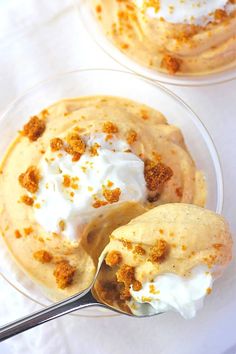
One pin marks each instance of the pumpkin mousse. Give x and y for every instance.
(176, 37)
(164, 260)
(79, 170)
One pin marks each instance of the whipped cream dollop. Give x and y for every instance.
(71, 193)
(198, 12)
(171, 292)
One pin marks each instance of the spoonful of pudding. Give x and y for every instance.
(164, 260)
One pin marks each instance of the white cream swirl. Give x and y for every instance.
(171, 292)
(112, 168)
(198, 12)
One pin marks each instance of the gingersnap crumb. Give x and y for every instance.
(156, 174)
(28, 230)
(18, 234)
(34, 128)
(112, 195)
(125, 274)
(27, 200)
(94, 149)
(56, 144)
(171, 64)
(220, 15)
(127, 244)
(139, 250)
(43, 256)
(109, 127)
(64, 273)
(159, 252)
(30, 179)
(113, 258)
(136, 285)
(99, 203)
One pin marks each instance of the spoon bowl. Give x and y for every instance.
(85, 299)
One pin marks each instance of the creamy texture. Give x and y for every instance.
(155, 140)
(171, 292)
(198, 247)
(197, 12)
(91, 173)
(172, 41)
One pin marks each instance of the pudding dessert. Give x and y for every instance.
(164, 260)
(79, 170)
(176, 37)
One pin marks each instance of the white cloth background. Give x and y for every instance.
(39, 39)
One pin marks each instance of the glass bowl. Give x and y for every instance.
(95, 30)
(115, 83)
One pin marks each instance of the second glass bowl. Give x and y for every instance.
(94, 28)
(113, 83)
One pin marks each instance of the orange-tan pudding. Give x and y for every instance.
(77, 171)
(188, 37)
(164, 260)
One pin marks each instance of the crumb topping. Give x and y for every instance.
(43, 256)
(159, 252)
(94, 149)
(126, 275)
(27, 200)
(34, 128)
(171, 64)
(64, 273)
(56, 144)
(156, 174)
(66, 181)
(99, 203)
(109, 127)
(28, 230)
(139, 250)
(30, 179)
(113, 258)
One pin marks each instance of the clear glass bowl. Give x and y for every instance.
(95, 30)
(115, 83)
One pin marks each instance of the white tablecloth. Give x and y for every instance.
(37, 40)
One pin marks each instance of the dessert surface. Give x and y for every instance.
(175, 37)
(165, 260)
(77, 171)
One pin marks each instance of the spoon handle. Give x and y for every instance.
(80, 301)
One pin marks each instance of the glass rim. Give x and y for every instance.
(211, 79)
(193, 116)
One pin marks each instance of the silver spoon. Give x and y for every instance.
(76, 302)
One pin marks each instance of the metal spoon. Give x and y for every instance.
(76, 302)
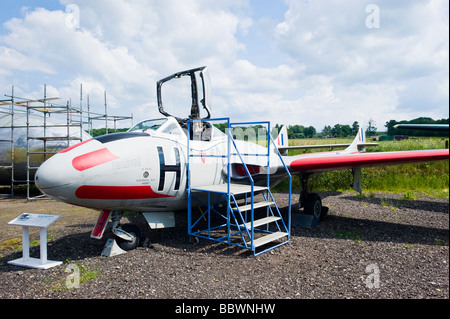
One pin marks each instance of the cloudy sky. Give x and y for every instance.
(288, 61)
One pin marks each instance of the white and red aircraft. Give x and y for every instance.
(145, 169)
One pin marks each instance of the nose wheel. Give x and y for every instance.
(129, 237)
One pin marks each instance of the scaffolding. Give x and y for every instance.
(49, 127)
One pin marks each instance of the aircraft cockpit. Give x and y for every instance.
(187, 90)
(171, 126)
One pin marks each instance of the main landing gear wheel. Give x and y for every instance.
(134, 232)
(313, 206)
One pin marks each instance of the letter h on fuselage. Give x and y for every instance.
(169, 168)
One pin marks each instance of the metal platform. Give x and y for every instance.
(249, 216)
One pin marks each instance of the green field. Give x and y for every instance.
(427, 178)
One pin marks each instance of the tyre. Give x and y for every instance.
(313, 206)
(134, 231)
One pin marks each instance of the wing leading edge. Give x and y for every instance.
(344, 160)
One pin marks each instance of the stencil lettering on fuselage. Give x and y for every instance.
(164, 168)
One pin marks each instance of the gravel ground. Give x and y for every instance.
(402, 243)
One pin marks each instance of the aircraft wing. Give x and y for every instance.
(330, 146)
(354, 156)
(344, 160)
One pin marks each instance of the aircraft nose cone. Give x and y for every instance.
(51, 175)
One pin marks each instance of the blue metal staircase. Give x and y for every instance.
(252, 220)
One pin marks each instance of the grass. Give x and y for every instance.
(431, 178)
(85, 273)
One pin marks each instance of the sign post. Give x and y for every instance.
(34, 220)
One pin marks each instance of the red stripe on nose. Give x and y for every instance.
(75, 146)
(117, 192)
(92, 159)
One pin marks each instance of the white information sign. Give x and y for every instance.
(42, 222)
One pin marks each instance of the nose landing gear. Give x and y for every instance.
(128, 236)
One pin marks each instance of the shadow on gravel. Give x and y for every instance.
(430, 206)
(72, 247)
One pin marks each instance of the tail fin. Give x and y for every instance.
(282, 140)
(359, 142)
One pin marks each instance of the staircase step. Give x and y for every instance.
(255, 206)
(268, 238)
(260, 222)
(235, 189)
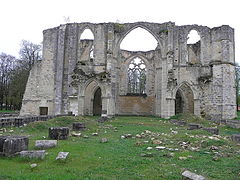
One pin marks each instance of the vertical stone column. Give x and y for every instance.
(59, 70)
(165, 106)
(80, 101)
(158, 89)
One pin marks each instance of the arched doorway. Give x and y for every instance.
(184, 102)
(97, 102)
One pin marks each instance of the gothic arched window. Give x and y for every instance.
(137, 76)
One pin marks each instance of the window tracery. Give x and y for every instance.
(137, 76)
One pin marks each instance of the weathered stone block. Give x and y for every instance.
(236, 137)
(33, 154)
(212, 130)
(9, 145)
(45, 144)
(102, 119)
(192, 126)
(58, 133)
(79, 126)
(187, 175)
(178, 122)
(62, 155)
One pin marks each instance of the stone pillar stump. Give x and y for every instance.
(58, 133)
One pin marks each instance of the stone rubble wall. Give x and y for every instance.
(66, 79)
(20, 121)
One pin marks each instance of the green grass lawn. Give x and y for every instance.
(120, 158)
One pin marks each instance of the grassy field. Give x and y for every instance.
(215, 157)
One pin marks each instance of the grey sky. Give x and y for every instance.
(26, 19)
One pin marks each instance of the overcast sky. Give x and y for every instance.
(26, 19)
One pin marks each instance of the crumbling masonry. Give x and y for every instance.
(91, 77)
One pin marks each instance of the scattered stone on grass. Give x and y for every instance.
(236, 137)
(126, 136)
(214, 137)
(75, 134)
(58, 133)
(178, 122)
(104, 140)
(33, 165)
(187, 175)
(160, 147)
(182, 158)
(62, 155)
(146, 154)
(39, 154)
(157, 141)
(214, 148)
(102, 119)
(78, 126)
(212, 130)
(45, 144)
(138, 136)
(192, 126)
(94, 134)
(9, 145)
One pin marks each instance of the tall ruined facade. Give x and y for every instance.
(93, 77)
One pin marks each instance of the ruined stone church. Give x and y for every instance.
(97, 77)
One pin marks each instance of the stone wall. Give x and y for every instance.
(66, 79)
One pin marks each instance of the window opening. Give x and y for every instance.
(139, 39)
(137, 76)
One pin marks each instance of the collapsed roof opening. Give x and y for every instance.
(139, 39)
(194, 47)
(193, 37)
(87, 34)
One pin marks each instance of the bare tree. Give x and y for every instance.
(7, 65)
(30, 53)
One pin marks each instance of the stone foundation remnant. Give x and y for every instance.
(45, 144)
(96, 76)
(187, 175)
(9, 145)
(236, 137)
(40, 154)
(58, 133)
(79, 126)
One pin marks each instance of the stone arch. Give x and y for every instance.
(184, 100)
(86, 46)
(124, 79)
(81, 31)
(97, 102)
(138, 26)
(88, 92)
(194, 49)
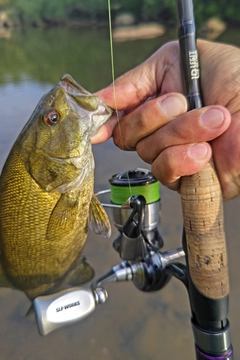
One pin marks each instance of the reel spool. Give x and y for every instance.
(131, 183)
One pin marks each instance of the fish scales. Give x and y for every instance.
(46, 195)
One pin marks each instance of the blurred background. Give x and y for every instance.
(39, 42)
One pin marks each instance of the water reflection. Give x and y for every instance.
(131, 325)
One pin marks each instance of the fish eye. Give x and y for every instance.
(51, 118)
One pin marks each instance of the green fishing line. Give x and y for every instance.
(120, 194)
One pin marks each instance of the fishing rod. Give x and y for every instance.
(135, 202)
(203, 236)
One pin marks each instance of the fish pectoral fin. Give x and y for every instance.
(98, 219)
(81, 274)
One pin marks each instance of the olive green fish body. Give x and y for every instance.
(47, 199)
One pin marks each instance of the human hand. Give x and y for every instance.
(174, 142)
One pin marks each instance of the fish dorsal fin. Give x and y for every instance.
(98, 219)
(4, 281)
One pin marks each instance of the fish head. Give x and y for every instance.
(58, 135)
(66, 118)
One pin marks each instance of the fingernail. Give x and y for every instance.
(198, 151)
(212, 118)
(173, 106)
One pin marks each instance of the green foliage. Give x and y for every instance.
(59, 11)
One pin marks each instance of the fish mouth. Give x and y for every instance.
(71, 87)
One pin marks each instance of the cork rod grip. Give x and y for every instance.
(204, 227)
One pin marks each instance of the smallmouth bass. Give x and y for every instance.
(47, 201)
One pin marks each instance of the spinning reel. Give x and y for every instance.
(135, 204)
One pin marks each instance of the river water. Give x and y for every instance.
(131, 324)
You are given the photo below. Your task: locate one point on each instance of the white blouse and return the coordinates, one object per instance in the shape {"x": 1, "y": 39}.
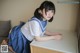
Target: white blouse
{"x": 31, "y": 29}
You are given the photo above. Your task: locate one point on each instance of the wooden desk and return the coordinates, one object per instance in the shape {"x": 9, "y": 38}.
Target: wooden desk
{"x": 68, "y": 44}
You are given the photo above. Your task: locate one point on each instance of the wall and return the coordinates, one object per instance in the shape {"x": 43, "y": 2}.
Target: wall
{"x": 22, "y": 10}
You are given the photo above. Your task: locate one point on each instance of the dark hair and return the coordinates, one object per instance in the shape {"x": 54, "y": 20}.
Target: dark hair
{"x": 47, "y": 5}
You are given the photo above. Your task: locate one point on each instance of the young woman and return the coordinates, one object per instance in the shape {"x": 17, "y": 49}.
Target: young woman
{"x": 22, "y": 35}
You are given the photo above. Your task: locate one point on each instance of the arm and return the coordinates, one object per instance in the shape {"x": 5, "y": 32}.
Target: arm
{"x": 38, "y": 38}
{"x": 51, "y": 33}
{"x": 45, "y": 38}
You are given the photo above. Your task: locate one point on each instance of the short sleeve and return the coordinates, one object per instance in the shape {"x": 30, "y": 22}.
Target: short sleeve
{"x": 35, "y": 29}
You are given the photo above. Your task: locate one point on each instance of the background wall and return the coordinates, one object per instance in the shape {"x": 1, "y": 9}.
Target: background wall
{"x": 22, "y": 10}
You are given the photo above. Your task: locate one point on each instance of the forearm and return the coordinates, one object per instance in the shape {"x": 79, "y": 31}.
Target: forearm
{"x": 44, "y": 38}
{"x": 48, "y": 33}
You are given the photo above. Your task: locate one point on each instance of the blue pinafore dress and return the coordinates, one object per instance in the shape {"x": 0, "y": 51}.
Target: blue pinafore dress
{"x": 18, "y": 41}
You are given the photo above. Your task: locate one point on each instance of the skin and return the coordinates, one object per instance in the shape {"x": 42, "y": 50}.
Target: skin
{"x": 50, "y": 35}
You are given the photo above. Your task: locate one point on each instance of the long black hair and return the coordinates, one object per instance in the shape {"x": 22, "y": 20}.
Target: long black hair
{"x": 47, "y": 5}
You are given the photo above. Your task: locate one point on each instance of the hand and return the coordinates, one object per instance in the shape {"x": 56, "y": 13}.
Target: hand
{"x": 58, "y": 37}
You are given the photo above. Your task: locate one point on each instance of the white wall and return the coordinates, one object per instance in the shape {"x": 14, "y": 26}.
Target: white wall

▸ **WHAT THIS TASK INVOLVES**
Everything between and including the line above containing "One pin marks each instance of the spinning" and the line containing "of the wooden" should be reproduced exactly, with pictures excluded.

▸ **WRITTEN REPLY**
One pin marks each instance of the spinning reel. Give x and y for every instance.
(135, 204)
One pin marks each instance of the river water. Give x and y for every instance.
(131, 324)
You are given the photo below. Your task: locate one point on each instance of the white blouse and return the coordinates, one object per instance in the shape {"x": 1, "y": 39}.
Target: white blouse
{"x": 31, "y": 29}
You are given the photo above. Your task: locate one point on each instance of the wooden desk and return the coordinates, one object per instance in the shape {"x": 9, "y": 38}.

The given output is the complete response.